[Lines of data]

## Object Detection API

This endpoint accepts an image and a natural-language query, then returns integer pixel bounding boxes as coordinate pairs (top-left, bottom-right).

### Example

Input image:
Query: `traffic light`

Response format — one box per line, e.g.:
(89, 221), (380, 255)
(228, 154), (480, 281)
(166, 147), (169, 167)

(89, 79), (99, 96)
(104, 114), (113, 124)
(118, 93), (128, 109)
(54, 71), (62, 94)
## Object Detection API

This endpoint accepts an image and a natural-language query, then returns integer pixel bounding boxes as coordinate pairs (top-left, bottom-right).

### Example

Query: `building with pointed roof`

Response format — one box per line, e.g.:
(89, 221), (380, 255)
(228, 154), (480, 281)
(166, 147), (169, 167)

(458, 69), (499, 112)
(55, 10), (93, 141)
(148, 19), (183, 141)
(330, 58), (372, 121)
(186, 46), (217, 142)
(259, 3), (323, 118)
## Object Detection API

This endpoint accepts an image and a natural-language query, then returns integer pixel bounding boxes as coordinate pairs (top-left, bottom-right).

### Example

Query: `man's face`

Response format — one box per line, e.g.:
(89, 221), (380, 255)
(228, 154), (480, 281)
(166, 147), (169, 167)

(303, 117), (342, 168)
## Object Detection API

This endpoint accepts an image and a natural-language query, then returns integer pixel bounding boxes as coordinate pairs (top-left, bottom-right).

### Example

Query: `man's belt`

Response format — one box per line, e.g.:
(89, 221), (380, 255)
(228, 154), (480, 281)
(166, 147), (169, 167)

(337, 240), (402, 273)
---
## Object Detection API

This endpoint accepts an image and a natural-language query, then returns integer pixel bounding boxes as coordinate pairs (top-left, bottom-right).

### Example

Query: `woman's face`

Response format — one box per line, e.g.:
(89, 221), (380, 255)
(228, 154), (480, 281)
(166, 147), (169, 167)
...
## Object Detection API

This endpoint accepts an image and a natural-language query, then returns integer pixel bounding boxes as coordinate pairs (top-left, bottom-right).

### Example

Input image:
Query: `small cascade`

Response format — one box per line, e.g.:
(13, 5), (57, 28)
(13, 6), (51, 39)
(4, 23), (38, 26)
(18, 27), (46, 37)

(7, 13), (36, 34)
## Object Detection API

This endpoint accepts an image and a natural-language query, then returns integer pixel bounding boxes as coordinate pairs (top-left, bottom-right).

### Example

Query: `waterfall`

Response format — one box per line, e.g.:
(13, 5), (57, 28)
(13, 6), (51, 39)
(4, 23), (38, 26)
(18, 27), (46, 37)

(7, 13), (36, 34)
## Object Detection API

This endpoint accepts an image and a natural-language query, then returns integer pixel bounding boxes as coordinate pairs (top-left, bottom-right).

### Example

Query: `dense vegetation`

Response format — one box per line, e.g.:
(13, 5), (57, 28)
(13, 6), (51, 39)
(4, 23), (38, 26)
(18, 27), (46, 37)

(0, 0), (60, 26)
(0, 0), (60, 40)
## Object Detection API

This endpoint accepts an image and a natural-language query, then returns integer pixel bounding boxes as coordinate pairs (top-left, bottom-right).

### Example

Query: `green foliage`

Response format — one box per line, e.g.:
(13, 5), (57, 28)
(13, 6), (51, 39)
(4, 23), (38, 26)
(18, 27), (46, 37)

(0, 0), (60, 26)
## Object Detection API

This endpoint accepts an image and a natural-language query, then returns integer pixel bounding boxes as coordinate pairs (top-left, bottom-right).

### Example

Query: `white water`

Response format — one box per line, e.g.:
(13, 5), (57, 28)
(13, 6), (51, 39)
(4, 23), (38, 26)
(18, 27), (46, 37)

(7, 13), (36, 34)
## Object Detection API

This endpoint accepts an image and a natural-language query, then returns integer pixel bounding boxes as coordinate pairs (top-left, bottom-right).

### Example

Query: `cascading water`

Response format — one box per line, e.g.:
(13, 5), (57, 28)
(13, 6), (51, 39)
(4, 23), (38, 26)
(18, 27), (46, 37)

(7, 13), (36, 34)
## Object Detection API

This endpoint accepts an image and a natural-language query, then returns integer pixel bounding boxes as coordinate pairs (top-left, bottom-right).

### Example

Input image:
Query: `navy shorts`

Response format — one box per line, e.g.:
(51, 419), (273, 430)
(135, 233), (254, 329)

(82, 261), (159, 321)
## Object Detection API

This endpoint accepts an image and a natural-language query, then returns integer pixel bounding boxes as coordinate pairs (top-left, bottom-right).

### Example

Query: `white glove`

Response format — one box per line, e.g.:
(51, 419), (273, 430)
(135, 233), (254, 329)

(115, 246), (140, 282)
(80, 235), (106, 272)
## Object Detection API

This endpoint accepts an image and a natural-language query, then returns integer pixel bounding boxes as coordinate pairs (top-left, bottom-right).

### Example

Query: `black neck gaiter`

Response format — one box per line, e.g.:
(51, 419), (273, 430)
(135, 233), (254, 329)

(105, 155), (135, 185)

Task description >> Tally the lines of data that contain the string "white" and give only that number. Case counts.

Right answer >> 2